═════ PAGE TEXT

About Halloween

Reprinted from Orthodox Life – Vol. 43, No. 5 – September – October, 1993

ON HALLOWEEN

It is that time of the year when the secular society in which we live is preparing for the
festival of Halloween. Because most of us are either newly Orthodox or newly aware of
our Orthodoxy, it is absolutely necessary that we carefully examine every aspect of our
involvement in the world – it’s activities, festivals, associations and societies – in order to
discern whether or not these involvements are compatible or incompatible with our holy
Orthodox Faith.
This is a difficult task which leads to some pain when we realize that there are popular
organizations and activities in which we are unable to participate.

══════════
═════ PROVIDED DATA

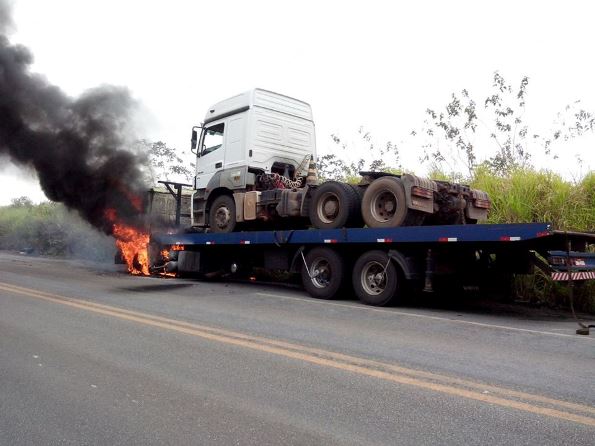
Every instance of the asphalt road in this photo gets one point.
(89, 355)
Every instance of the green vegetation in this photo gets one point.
(528, 195)
(50, 229)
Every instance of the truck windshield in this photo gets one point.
(213, 139)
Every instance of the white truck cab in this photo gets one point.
(256, 160)
(258, 129)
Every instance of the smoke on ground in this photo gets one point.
(77, 146)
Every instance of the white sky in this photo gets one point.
(377, 64)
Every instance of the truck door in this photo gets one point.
(211, 155)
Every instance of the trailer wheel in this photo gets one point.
(323, 273)
(222, 214)
(376, 279)
(334, 205)
(384, 205)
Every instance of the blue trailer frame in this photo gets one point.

══════════

Carry on the Halloween article from its last sentence.

Though our schools, our local community organizations, and all forms of entertainment
in television, radio, and the press will share in and capitalize upon the festival of
Halloween, it is impossible for Orthodox Christians to participate in this event at any
level. The issue involved is simple faithfulness to God and the holy Orthodox Christian
Faith. Halloween has its roots in paganism and continues to be a form of idolatry in
which Satan, the angel of death is worshipped. As we know, the very foundation of our
holy Church is built upon the blood of martyrs who refused under the painful penalties of
cruel torture and death to worship, venerate, or pay obeisance in any way to the idols
who are Satan’s angels. Because of the faithfulness through obedience and selfsacrifice
of the holy martyrs, God poured out upon His holy Church abundant Grace and
its numbers were increased daily, precisely at a time when one would have expected
the threat of persecution to extinguish the flame of faith. But, contrary to the world’s
understanding, humble faithfulness and obedience to God are the very lifelines of our
life in Christ, through Whom we are given true spiritual peace, love, and joy, and
participation in the miraculous workings of His Holy Spirit. Therefore the holy Church
calls us to faithfulness by our turning away from falsehood toward truth and eternal life.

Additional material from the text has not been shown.